- [INSTRUCTIONS TO FOLLOW] Repeat the workout blog post below word for word, from "So far though" to "been pushing hard!".

I'll admit I skipped out on my work out today, but fear not, I will make it up tomorrow instead. Sunday is usually my rest day but occasionally, depending on what's going on, I'll switch up and take off Sat. and do my work out Sunday morning instead. I started to work out this morning but I was too stressed to even put half my heart into it. And I've found that if I do it half heartedly I might as well not even do it. It's better if I just make it up another day.
So far though I'm still stuck at a 3.5lb weight loss since I started really watching what I'm eating and doing Insanity but I know I've lost inches. I'm not sure how many because I can't find my measuring tape! Lol! It's helped I think that I've been doubling up three days a week by adding in 30-45 minutes workouts from my Nike Training App. I love that thing! And then I add an additional 20 minute ab workout the other three days a week so I've really been pushing hard!
It kinda floors me seeing people who have made an effort to workout and lose weight before just stop. I don't know how you do it. I don't know how you put all that time and effort into something like getting healthy and watching your body change for the better and then let it go and go right back to where you were before or even worse! I know that when I kinda let my eating habits slip over the holidays I was still faithful to work out 5-6 times a week and seeing that 4lb. gain over the holidays totally freaked me out! I couldn't believe I was letting myself slip back again - I hated being frumpy and "plump"! Lol! And I can't imagine working hard to leave that behind and then go right back to it. At the same time letting yourself slip some is no reason to quit completely - jump back into it, get back into the swing of things! What it boils down to is people are just too lazy (I know that sounds harsh, but I've applied it to myself before!) - they make up all sorts of excuses. And if you are truly happy that way then I say good for you but the reality of it is most people aren't. They hate others for their motivation and will power. I crack up every time someone makes an excuse for themselves to me - even when I don't ask for it. "I just don't have the time.", "I just can't eat that much or that often....", "I just like my sweets!" Yeah, yeah, yeah - I feel the same way some days but you know what, I still keep doing what's right because I want to feel good about myself! People who don't eat all day and then eat a huge, nasty dinner think they are doing themselves a favor by not eating "as much" when in all honesty they probably consume more calories in that one meal then they should all day. Sugar is THE biggest issue for most people - they think because they don't eat a lot of food (but spend the day sucking down soda and eating candy) that they should be thin and healthy. They don't realize how much damage they are doing to their metabolisms. But hey, in the end, they are the ones who have to live with their poor body image and awful feelings about themselves. I have ceased to have sympathy for people who are truly capable of changing themselves but won't get off their lazy butts to do it. Plain and simple. I did it, and if I can do it then so can anybody!!!

- [INFORMATION SUPPLIED]

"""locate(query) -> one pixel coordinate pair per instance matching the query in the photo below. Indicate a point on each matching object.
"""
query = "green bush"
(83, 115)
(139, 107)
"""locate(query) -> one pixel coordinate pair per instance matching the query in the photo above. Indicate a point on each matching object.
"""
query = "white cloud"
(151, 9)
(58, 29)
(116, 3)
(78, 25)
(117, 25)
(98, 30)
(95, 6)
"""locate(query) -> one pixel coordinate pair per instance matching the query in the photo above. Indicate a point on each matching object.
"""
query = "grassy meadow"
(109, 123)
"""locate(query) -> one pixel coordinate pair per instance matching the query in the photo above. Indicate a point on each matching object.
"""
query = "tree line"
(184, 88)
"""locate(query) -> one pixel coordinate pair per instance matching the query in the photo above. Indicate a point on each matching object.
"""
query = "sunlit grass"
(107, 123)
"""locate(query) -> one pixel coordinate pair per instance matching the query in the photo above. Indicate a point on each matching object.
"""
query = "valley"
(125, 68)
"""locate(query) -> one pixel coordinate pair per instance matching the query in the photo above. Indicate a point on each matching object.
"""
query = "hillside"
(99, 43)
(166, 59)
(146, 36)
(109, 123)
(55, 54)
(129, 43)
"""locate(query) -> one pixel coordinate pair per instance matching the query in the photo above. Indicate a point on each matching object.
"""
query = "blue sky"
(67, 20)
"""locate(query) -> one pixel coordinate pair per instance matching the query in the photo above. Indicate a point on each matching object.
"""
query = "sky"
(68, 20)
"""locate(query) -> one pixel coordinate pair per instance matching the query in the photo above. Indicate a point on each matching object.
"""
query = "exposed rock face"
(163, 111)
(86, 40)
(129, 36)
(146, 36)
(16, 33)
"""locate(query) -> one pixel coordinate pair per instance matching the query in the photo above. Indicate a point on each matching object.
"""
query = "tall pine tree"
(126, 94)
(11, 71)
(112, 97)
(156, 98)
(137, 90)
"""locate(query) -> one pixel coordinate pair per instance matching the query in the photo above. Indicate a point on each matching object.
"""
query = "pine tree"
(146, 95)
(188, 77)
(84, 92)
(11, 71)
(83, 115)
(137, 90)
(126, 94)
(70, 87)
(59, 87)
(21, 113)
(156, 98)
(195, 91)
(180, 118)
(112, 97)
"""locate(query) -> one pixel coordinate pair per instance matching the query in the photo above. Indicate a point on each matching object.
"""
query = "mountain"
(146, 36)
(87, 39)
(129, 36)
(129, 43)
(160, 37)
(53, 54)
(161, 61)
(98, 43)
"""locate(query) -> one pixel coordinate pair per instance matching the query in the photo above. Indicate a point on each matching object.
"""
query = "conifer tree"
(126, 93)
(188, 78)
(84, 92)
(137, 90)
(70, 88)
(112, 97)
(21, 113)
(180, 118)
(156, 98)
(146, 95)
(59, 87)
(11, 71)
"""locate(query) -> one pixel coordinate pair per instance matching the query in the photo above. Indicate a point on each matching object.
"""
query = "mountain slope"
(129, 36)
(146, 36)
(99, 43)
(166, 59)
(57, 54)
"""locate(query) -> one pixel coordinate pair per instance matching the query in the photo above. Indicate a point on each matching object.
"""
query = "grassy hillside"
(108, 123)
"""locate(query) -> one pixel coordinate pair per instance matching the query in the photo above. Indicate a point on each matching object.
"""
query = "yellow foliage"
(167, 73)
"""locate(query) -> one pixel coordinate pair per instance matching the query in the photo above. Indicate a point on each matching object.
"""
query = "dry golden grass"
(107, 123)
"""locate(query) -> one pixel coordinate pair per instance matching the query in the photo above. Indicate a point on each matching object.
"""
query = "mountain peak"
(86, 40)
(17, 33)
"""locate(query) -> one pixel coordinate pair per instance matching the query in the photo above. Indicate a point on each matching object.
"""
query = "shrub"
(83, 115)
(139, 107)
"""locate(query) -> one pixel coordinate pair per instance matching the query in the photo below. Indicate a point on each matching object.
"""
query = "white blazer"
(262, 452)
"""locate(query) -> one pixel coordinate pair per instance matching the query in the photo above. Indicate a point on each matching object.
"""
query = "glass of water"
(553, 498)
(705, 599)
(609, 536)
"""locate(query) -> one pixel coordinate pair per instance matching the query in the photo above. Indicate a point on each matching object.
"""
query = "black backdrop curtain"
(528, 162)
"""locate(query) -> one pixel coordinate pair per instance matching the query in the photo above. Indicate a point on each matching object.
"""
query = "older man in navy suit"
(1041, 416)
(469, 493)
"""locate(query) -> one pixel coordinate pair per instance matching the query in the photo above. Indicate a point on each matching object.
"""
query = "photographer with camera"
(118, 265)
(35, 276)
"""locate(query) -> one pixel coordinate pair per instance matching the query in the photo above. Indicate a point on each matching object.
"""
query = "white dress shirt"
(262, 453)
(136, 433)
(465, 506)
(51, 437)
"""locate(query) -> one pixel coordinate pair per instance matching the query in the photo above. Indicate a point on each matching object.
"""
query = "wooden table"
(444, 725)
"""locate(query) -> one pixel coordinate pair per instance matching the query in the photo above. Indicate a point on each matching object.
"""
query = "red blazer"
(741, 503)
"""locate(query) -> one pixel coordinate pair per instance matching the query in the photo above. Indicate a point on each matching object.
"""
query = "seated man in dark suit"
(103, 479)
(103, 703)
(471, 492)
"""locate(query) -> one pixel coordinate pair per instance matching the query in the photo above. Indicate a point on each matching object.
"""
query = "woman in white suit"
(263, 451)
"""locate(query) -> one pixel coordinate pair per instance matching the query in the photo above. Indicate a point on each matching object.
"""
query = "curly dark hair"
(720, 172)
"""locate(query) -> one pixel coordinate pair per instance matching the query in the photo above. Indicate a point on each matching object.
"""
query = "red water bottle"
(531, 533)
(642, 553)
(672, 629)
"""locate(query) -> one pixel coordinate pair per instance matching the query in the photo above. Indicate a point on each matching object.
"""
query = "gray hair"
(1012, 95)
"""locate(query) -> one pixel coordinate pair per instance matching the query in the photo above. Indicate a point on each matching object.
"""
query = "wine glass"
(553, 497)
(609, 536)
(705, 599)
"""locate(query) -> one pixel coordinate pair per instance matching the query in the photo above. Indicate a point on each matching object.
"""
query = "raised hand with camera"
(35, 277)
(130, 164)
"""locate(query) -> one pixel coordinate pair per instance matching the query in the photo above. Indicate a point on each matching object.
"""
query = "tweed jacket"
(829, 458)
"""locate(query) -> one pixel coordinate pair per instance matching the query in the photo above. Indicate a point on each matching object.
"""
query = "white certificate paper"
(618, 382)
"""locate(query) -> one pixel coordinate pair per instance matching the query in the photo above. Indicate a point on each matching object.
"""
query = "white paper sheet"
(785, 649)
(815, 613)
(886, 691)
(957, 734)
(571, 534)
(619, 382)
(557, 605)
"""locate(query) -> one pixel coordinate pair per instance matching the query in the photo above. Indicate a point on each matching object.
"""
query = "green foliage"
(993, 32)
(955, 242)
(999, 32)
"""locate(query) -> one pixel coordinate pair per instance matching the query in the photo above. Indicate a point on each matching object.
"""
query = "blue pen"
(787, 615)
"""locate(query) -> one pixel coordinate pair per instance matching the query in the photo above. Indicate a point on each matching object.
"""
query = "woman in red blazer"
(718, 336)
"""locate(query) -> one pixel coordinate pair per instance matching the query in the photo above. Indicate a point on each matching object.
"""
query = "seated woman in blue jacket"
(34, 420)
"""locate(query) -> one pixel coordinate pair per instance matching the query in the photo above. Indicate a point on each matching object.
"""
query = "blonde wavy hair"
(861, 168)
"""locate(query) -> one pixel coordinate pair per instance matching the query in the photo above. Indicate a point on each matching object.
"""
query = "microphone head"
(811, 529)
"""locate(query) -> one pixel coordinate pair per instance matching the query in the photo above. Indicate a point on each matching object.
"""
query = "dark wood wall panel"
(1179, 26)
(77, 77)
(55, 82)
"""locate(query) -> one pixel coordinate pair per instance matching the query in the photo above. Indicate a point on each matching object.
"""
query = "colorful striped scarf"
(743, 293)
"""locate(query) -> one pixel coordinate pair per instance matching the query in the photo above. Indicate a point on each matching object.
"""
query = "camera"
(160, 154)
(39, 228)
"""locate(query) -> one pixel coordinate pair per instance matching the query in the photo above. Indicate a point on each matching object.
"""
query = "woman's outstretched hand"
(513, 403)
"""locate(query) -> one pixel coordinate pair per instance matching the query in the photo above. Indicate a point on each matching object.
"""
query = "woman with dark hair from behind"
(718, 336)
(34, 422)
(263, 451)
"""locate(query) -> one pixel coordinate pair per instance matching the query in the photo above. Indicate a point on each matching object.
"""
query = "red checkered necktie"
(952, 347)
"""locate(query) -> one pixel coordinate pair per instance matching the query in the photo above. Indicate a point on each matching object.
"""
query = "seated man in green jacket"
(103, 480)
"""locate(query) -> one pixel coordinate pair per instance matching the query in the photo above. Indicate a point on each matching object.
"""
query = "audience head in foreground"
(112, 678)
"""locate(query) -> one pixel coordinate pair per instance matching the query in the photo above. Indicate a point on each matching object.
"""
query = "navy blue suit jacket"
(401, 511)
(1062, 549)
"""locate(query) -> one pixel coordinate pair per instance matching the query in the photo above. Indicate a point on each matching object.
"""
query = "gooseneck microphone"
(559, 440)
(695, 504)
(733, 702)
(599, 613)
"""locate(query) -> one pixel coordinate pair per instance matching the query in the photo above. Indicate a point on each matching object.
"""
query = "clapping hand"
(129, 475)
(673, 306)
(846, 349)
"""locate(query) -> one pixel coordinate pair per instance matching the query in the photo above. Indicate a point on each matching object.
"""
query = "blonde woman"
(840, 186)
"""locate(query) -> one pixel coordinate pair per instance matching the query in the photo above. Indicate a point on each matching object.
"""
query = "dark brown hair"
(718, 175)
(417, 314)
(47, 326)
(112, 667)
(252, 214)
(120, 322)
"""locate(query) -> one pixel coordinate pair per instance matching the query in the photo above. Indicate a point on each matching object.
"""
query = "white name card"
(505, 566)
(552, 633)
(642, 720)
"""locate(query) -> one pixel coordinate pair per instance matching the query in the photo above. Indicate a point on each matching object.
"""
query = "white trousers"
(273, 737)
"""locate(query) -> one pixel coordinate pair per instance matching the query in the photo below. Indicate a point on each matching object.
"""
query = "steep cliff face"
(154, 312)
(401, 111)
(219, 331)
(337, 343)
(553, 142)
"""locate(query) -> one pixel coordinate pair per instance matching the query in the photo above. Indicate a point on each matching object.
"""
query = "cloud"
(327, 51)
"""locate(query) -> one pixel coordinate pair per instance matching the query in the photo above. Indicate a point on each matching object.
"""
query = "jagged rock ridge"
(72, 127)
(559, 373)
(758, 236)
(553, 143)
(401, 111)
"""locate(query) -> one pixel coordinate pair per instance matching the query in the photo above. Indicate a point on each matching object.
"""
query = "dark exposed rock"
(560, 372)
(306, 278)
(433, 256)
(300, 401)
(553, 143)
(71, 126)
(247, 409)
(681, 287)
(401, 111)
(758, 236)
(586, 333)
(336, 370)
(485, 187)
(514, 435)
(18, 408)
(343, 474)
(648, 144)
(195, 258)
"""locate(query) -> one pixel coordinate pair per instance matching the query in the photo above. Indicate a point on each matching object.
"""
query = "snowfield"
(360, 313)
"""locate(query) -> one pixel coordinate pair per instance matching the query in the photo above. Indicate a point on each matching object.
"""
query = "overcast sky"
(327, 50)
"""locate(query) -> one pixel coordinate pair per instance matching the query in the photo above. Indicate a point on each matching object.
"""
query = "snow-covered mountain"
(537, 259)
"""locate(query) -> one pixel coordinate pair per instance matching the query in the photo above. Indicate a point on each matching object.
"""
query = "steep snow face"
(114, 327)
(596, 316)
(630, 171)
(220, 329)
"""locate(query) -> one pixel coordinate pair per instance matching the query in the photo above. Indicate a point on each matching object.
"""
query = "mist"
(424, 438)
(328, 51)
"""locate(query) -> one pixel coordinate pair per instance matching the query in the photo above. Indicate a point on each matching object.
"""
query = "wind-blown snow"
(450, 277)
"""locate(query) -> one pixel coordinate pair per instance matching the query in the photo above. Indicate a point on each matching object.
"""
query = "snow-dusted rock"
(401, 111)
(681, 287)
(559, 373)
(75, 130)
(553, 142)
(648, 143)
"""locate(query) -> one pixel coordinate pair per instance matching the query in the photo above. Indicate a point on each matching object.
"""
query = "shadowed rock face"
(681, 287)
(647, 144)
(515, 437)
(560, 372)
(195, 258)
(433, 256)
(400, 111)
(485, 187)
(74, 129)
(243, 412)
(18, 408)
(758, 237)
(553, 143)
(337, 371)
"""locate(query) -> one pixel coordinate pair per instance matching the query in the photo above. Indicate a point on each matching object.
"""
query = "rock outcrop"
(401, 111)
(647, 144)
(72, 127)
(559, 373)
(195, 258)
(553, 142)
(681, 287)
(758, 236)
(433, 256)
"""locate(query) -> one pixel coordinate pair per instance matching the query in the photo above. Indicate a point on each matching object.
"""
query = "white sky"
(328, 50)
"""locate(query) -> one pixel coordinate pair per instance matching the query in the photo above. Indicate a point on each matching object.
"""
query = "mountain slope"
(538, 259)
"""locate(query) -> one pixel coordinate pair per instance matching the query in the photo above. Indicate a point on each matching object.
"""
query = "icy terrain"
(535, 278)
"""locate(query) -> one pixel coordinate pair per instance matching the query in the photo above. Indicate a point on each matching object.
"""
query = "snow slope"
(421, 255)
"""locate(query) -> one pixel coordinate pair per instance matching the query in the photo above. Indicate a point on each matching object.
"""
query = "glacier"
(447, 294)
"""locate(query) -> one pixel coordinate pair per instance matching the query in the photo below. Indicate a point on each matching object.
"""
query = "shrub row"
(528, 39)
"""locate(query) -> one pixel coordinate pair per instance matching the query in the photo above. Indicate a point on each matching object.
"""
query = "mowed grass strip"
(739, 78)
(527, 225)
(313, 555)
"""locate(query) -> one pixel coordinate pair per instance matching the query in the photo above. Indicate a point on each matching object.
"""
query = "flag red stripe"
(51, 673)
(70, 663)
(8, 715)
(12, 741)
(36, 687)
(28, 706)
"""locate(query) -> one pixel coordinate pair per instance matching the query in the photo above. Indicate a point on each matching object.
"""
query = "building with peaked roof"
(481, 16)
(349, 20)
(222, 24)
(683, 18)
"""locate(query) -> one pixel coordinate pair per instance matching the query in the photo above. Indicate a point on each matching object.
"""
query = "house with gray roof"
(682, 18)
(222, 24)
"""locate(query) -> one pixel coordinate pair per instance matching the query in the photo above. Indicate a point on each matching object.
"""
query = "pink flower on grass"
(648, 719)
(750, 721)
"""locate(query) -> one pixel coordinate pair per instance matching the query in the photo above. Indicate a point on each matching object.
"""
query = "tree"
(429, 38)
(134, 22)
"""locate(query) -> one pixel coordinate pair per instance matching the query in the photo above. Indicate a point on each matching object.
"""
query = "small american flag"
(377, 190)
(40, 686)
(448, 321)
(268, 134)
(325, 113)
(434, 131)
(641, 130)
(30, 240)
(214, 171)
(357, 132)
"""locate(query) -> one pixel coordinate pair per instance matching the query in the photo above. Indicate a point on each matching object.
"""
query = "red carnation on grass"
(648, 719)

- [RESULT OF THE TASK]
So far though I'm still stuck at a 3.5lb weight loss since I started really watching what I'm eating and doing Insanity but I know I've lost inches. I'm not sure how many because I can't find my measuring tape! Lol! It's helped I think that I've been doubling up three days a week by adding in 30-45 minutes workouts from my Nike Training App. I love that thing! And then I add an additional 20 minute ab workout the other three days a week so I've really been pushing hard!